▶ **Written request**:
Reproduce nothing but the closing run of lines: the line with "Can you find the suv" and each line that follows it to the end of the data.

Coordinate labeling data:
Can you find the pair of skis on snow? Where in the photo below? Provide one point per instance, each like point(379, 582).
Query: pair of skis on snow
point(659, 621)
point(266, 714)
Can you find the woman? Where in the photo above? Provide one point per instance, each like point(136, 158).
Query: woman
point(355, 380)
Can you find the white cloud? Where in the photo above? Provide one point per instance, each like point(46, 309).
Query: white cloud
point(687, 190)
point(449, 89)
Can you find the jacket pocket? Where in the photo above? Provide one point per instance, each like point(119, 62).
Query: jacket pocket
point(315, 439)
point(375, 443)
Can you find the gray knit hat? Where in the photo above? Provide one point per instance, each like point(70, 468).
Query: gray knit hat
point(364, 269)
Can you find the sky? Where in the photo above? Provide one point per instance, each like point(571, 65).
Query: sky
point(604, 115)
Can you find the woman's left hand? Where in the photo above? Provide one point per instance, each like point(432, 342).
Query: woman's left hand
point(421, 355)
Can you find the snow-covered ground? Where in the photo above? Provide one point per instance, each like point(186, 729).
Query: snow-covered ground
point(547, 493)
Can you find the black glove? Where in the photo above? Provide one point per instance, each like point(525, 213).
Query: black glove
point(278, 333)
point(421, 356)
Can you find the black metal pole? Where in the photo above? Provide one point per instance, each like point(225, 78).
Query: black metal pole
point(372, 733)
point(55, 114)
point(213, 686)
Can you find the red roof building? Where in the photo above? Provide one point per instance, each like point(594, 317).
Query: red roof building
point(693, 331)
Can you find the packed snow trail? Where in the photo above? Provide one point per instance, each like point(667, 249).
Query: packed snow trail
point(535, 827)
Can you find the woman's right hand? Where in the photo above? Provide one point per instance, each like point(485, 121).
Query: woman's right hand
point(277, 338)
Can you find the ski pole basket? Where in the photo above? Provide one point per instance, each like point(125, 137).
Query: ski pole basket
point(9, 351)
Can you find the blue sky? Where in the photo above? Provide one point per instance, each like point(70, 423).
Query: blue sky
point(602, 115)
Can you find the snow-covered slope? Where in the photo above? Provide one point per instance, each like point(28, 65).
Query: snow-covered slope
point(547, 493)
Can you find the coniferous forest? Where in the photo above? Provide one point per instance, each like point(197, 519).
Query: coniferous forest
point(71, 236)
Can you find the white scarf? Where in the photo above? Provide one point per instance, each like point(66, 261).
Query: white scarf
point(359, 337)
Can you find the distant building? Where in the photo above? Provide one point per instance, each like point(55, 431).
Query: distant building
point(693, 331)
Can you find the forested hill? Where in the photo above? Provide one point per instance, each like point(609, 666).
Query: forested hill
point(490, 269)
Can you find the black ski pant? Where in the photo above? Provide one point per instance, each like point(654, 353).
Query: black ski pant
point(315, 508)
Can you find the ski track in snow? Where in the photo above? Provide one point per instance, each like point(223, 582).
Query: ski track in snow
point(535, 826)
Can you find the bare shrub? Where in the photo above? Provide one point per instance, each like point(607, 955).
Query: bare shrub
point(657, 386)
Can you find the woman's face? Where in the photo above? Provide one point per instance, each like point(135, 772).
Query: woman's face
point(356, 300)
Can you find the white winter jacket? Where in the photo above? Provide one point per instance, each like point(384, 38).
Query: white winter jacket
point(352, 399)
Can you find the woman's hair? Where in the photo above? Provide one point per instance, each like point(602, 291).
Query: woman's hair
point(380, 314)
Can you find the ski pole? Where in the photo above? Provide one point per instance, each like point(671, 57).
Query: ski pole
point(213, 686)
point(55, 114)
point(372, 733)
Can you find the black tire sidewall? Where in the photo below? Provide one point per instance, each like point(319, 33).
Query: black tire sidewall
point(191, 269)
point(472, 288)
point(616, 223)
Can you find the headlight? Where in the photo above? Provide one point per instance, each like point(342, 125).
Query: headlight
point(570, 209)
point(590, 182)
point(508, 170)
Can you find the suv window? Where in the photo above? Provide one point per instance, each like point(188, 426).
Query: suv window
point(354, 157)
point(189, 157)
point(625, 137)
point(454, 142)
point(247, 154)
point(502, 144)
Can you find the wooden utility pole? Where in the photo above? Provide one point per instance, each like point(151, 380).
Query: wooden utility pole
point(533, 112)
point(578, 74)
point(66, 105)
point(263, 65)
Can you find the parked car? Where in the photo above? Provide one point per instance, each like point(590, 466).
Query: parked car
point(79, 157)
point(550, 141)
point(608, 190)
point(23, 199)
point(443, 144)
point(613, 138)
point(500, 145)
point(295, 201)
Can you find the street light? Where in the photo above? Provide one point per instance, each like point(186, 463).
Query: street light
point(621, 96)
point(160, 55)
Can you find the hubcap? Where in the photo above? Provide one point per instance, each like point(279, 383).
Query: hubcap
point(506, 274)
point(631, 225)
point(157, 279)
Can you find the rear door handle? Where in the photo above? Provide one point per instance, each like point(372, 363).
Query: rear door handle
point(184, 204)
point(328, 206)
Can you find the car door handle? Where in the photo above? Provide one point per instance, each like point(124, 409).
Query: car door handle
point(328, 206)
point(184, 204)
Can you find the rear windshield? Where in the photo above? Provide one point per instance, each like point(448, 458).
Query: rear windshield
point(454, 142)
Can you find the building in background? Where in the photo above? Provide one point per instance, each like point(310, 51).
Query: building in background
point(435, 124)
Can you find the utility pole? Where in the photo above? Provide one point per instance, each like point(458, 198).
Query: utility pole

▶ **Answer below**:
Can you find the suv window? Where in the photo above? Provide one point per instance, each like point(188, 426).
Query: suv window
point(354, 157)
point(189, 157)
point(625, 137)
point(454, 142)
point(247, 154)
point(502, 144)
Can you find the wooden utility pole? Where in the photo above? Provide one point per instance, each like point(151, 380).
Query: wooden utility pole
point(533, 112)
point(578, 74)
point(66, 105)
point(263, 65)
Can you find the parked car? Where in the photo above? Provide one point per instance, each like point(590, 466).
Query: parked car
point(79, 157)
point(550, 141)
point(608, 190)
point(23, 199)
point(443, 144)
point(613, 138)
point(500, 145)
point(295, 201)
Can you find the street light? Where in the photo above? Provide one point per instance, each like point(186, 463).
Query: street light
point(621, 96)
point(160, 55)
Can you find the hubcap? Where in the photo above? Provide one point per instance, each like point(279, 383).
Query: hubcap
point(506, 274)
point(631, 225)
point(157, 279)
Can you find the rear door handle? Where in the photo above? Provide one point per instance, each like point(372, 363).
Query: rear door handle
point(184, 204)
point(328, 206)
Can you find the car door handle? Where in the photo above? Provide one point per instance, each like point(124, 409).
Query: car door handle
point(328, 206)
point(184, 204)
Can you find the rear windshield? Where in the photo above? Provide one point per instance, each like point(448, 458).
Query: rear windshield
point(454, 142)
Can you find the building in background? Where in the photo above? Provide one point per instance, each like point(310, 51).
Query: building in background
point(435, 124)
Can you find the utility pole? Where in the photo above? Provide one point per instance, each like point(458, 198).
Query: utility pole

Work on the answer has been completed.